Samantha Marshall destacou que as mulheres rurais estão em desvantagem para obter acesso ao financiamento para melhorar seus negócios e também ressaltou que muitas não têm o apoio de suas próprias famílias.
“Em Antígua e Barbuda estamos incentivando que mais mulheres ingressem na agricultura de maior escala, apesar das dificuldades que os furacões e as inundações impõem ao Caribe, que estão mais frequentes graças à mudança do clima”, disse Marshall, que destacou o valor do trabalho de cooperação do IICA para fortalecer os pequenos agricultores caribenhos.
A Ministra do Peru, Jenny Ocampo, disse que a fome, a mudança do clima e a pandemia geraram cenários de constantes crises no mundo. “Isso — afirmou — nos obriga a olhar com mais cuidado para o nosso território e as mulheres rurais. A necessidade de assegurar a alimentação tem sido evidenciada, e a agricultura familiar é fundamental”.
Ocampo se referiu à pouca participação das mulheres rurais na tomada de decisões no Peru, dizendo que elas só presidem 18% dos conselhos de recursos hídricos de bacias e manejam apenas 30% da superfície dos lotes produtivos maiores.

DADOS A SEGUIR:
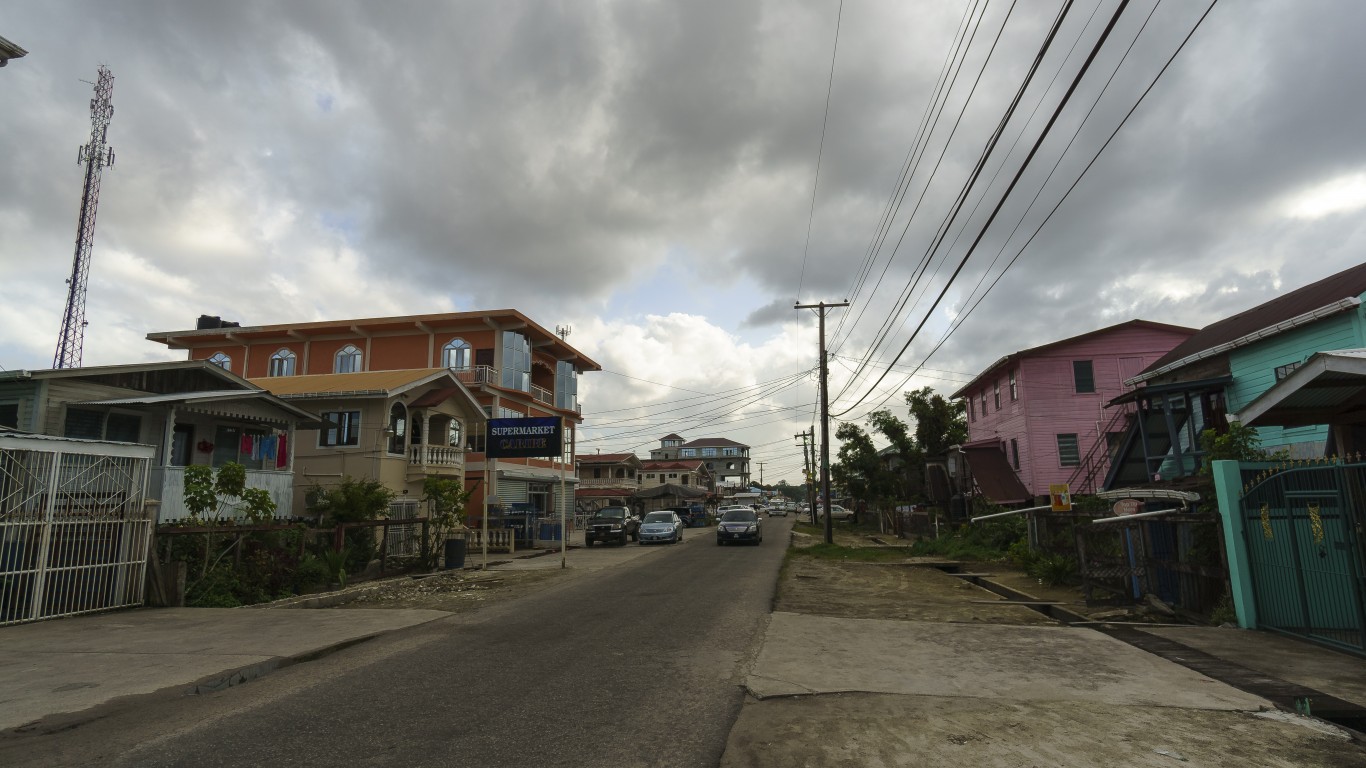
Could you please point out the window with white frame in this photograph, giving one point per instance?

DETALHES DO EXERCÍCIO: Por favor, retome o texto sobre as mulheres rurais e continue-o logo após a última frase.

RESULTADO DA TAREFA:
León, Ministra da Nicarágua, falou sobre a importância do cooperativismo e da associatividade para reduzir os hiatos de gênero na agricultura familiar. Referiu-se também ao trabalho de seu ministério a prol de um melhor acesso aos mercados de comercialização por parte das mulheres rurais.
A Vice-Ministra dominicana, Miriam Guzmán, enfatizou que, se o trabalho não remunerado das mulheres rurais tivesse participação no Produto Interno Bruto dos países, a sua verdadeira importância seria visibilizada. “O temor de uma escassez de alimentos no âmbito mundial é uma grande oportunidade para colocar nossas questões no topo da agenda”, afirmou.
Mudar a perspectiva
Por sua vez, María Noel Vaeza, em nome da ONU Mulheres, sustentou que é necessária uma nova geração de políticas públicas agrícolas que incorpore as mulheres.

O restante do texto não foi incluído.